(Beginning of INFORMATION SHOWN)

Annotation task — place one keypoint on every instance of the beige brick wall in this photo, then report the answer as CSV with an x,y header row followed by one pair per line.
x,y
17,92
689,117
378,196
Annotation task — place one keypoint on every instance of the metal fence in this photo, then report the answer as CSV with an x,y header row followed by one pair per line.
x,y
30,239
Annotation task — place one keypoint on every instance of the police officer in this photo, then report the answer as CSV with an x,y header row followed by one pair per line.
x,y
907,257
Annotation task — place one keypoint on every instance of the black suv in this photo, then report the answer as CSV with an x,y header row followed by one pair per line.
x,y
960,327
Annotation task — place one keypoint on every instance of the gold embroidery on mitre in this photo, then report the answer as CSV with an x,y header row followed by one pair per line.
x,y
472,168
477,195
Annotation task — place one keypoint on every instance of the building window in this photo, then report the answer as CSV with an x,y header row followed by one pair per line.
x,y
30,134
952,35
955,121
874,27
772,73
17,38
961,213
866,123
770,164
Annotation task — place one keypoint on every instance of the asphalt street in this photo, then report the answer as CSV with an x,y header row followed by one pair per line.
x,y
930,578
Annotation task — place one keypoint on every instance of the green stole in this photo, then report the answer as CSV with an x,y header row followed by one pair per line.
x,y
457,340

(End of INFORMATION SHOWN)

*GOAL OF THE EXERCISE*. Beginning with the line in which "of the metal" appears, set down each line through the last one in the listing, unchanged and with no extras.

*SOLUTION TO THIS EXERCISE*.
Annotation task — place one keypoint on every instance of the metal fence in this photo, then report the answer as CSV with an x,y header row followed by one pair per line.
x,y
30,239
Annotation task — place one keypoint on every instance of the police officer in this photo, then report the answer as CSV with an x,y header row followed by one pair per line.
x,y
907,257
Annotation task — place one keypoint on every instance of the black suv in this photo, then report the answer as CSV with an x,y header row followed by one pair per line.
x,y
960,327
Annotation task — place one keypoint on every instance of the gold embroidery on mitre in this photo, then report the answer as CSV with an x,y header row followed by one pair per line.
x,y
472,168
477,195
Annotation task — place one keypoint on every instance of the building window in this photo, then report the answer as CSV with an x,y header row followed by one pair per line.
x,y
30,134
952,35
955,121
874,27
772,73
17,38
961,213
866,123
770,164
Annotation task — place one keypoint on every instance of the asphalt street in this photo, then report the answer as CSV with an x,y header row followed by one pair per line.
x,y
930,578
Annotation task — place one keypoint on every instance of the green stole in this photo, then report the answer as CSV with an x,y header row followed by one pair per line.
x,y
457,340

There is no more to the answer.